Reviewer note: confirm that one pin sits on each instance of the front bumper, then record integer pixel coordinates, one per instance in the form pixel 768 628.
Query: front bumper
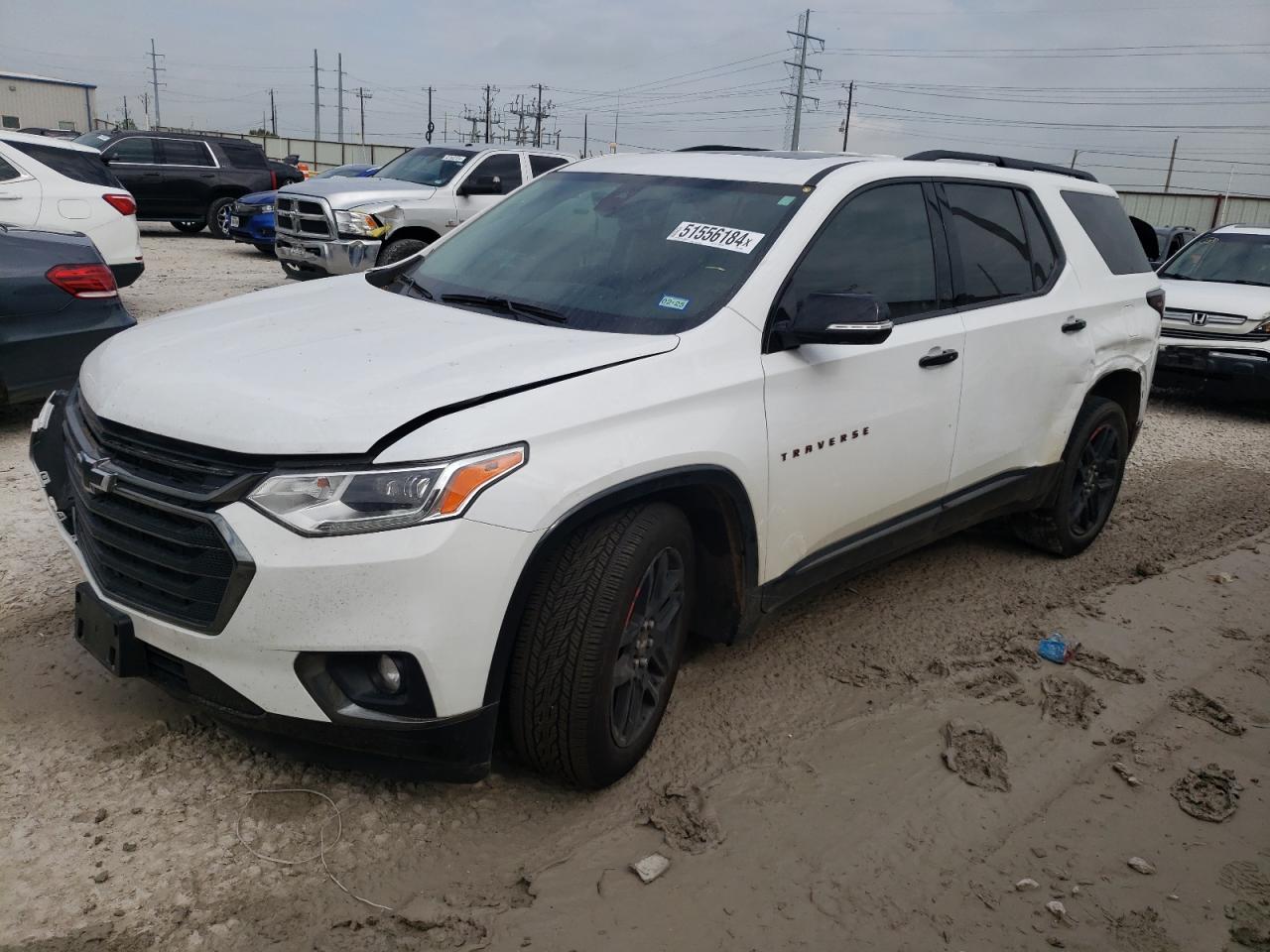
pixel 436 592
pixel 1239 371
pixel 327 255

...

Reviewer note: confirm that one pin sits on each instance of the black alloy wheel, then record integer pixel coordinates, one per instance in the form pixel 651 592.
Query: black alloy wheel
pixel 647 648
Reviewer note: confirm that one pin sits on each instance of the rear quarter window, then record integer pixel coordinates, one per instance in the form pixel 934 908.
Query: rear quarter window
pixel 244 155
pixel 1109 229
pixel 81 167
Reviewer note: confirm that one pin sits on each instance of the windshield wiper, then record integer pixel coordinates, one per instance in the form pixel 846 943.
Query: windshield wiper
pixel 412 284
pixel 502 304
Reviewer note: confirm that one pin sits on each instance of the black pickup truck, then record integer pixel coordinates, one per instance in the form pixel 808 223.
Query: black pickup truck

...

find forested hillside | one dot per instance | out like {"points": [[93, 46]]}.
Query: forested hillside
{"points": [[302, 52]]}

### [Work required]
Whenever a line above includes "truck", copy it in full.

### [Answer section]
Reviewer note: confirm that one pin sits on each instance of the black pickup truck, then record integer pixel coordinates, one per instance in the form pixel 808 223.
Query: black pickup truck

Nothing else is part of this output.